§ **EXERCISE 1**: In the article about gut microbiome drug startups, at what temperature are the freezers holding Vedanta's bacteria kept?
§ **EXERCISE 2**: From the article about gut microbiome drug startups, extract the passage from "It sounds like" up to and including "60,000 bacteria types.", copying it word for word.
§ **EXERCISE 3**: Write what comes next in the article about gut microbiome drug startups, picking up after its final sentence.
START SELECTED EXCERPT
It sounds like a preposterous idea: Collect a sample of every type of bacteria that lives in the human gut. But that’s the goal of Bernat Olle, an MIT-trained chemical engineer. Over the past three years, the Cambridge biotech startup he runs, Vedanta Biosciences Inc., has assembled a menagerie of some 60,000 bacteria types.
They came from the digestive systems of 220 healthy people who donated fecal samples in countries from the Netherlands to Papua New Guinea. Now they live in suspended animation in ice-caked freezers kept at minus-80 degrees Celsius, poised to one day be used in drugs.
Vedanta is one of dozens of startups across the globe that hope to make medicines based on the latest insights about the trillions of bacteria, fungi, and other microbes that live inside and on our bodies. Together, they make up what it known as the human microbiome. A growing body of research suggests that this invisible world plays an important and overlooked role in maintaining our health — so important, in fact, that collectively it might even be considered another organ.
On Wednesday, about 250 biotech leaders from around the world will come to Boston for a three-day conference to discuss the prospect of developing drugs that change a person’s microbiome to treat diseases. Disorders that may stem from an imbalance of bacteria in the digestive system, researchers believe, range from the not-so-surprising (inflammatory bowel disease) to the unexpected (Parkinson’s disease).
“We now know that if the composition of the microbes in your gut is not the right one, this may make you more likely to develop a condition,” said Olle, the 39-year-old Catalonia-born chief executive of Vedanta. “If you can go back and reestablish the right composition, then you could help those patients.”
Scientists have known about microbes since at least the 17th century, when Antonie van Leeuwenhoek, the Dutch scientist and father of microbiology, examined scrapings from his mouth. Looking at the specimen under a microscope he made, he spotted tiny organisms — “animalcules,” he called them.
In the late 1800s, the German-Austrian pediatrician Theodor Escherich gathered scientific evidence that microorganisms are part of the normal human system. Escherichia coli (E. coli), the bacteria that bear his name, for example, live in the intestines of healthy people and are harmless in most varieties.
But it wasn’t until the past decade or so, as a result of research like a massive project by the National Institutes of Health to sequence the genomes of such organisms, that scientists began to get a deeper understanding of the breadth and importance of microbes. Indeed, there appear to be at least as many microorganism cells in the body as human cells.
These microbes, research suggests, may help you digest food, regulate weight, fight off infections, and even affect your mood by influencing the production of serotonin, a neurotransmitter.
“We used to think of microbes mostly as disease-causing bacteria,” said Mike Bonney, chief executive of Kaleido Biosciences, a Bedford startup that is doing clinical trials for a drug to treat urea cycle disorders by targeting gut chemistry. “Over the last 10 years, we’ve come to the appreciation that the vast majority of bacteria and other microbes that have co-evolved with humans are actually there for beneficial purposes.”
END SELECTED EXCERPT
START STUDY MATERIAL
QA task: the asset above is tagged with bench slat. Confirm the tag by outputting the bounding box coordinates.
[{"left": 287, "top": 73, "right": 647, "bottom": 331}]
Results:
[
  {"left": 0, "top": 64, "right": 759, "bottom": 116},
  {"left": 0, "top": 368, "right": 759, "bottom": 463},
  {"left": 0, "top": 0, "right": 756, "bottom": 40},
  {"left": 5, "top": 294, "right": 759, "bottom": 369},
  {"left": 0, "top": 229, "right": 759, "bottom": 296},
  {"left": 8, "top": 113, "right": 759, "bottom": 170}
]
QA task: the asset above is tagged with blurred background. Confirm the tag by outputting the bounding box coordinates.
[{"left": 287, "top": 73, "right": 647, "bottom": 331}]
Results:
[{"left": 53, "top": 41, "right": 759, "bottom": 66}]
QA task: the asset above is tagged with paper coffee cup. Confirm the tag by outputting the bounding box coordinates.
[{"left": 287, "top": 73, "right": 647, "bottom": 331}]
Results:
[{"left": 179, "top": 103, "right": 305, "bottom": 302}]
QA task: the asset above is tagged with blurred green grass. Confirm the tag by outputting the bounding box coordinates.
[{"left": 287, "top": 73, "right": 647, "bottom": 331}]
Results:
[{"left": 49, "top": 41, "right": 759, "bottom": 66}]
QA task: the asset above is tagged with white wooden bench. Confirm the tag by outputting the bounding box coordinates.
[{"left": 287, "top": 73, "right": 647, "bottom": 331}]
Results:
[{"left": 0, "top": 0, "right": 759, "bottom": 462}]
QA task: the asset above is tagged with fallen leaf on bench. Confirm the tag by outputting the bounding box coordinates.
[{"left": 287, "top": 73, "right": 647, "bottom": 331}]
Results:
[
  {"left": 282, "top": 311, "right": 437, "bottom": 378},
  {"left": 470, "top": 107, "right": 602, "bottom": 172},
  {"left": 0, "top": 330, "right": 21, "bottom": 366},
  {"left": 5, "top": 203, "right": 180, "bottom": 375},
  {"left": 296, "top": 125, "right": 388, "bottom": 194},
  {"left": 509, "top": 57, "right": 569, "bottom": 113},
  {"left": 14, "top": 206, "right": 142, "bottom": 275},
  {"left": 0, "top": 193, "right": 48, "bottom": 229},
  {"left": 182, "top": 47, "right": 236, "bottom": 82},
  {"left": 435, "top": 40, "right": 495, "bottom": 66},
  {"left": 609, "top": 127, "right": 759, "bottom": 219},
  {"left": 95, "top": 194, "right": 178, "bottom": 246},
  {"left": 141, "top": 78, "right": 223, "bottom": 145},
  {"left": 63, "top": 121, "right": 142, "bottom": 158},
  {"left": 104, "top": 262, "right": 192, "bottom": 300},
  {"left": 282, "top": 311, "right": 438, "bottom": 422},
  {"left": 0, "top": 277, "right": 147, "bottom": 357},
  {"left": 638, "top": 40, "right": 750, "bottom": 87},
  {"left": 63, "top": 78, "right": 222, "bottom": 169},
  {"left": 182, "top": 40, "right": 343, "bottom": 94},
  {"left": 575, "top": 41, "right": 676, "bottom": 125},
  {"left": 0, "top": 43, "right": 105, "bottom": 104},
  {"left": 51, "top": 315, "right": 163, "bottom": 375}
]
END STUDY MATERIAL
§ **EXERCISE RESULT 1**: Minus-80 degrees Celsius.

§ **EXERCISE RESULT 2**:
It sounds like a preposterous idea: Collect a sample of every type of bacteria that lives in the human gut. But that’s the goal of Bernat Olle, an MIT-trained chemical engineer. Over the past three years, the Cambridge biotech startup he runs, Vedanta Biosciences Inc., has assembled a menagerie of some 60,000 bacteria types.

§ **EXERCISE RESULT 3**:
Bonney called the subject “one of the hottest areas of medicine that has evolved over the last six or seven years.”
How hot? Consider that the first “Microbiome Movement — Drug Development Summit” in Boston in 2016 drew 113 attendees, fewer than half the number expected starting Wednesday at the Seaport Hotel & World Trade Center, according to organizers.
Among the scheduled speakers are Natalia Palacios, a public health professor at the University of Massachusetts Lowell who recently received a $2.1 million grant from the NIH to study the relationship between gut bacteria and Parkinson’s disease.
Research shows that people with Parkinson’s, a disorder of the central nervous system, experience constipation and gastrointestinal problems years before they show symptoms like tremors and impaired balance.
A team led by Palacio plans to sequence the genes of gut bacteria of people in the early stage of Parkinson’s and compare them with those of healthy people. If people with early Parkinson’s have a distinctive bacterial pattern, she said, doctors might be able to diagnose the disease earlier and intervene with drugs sooner.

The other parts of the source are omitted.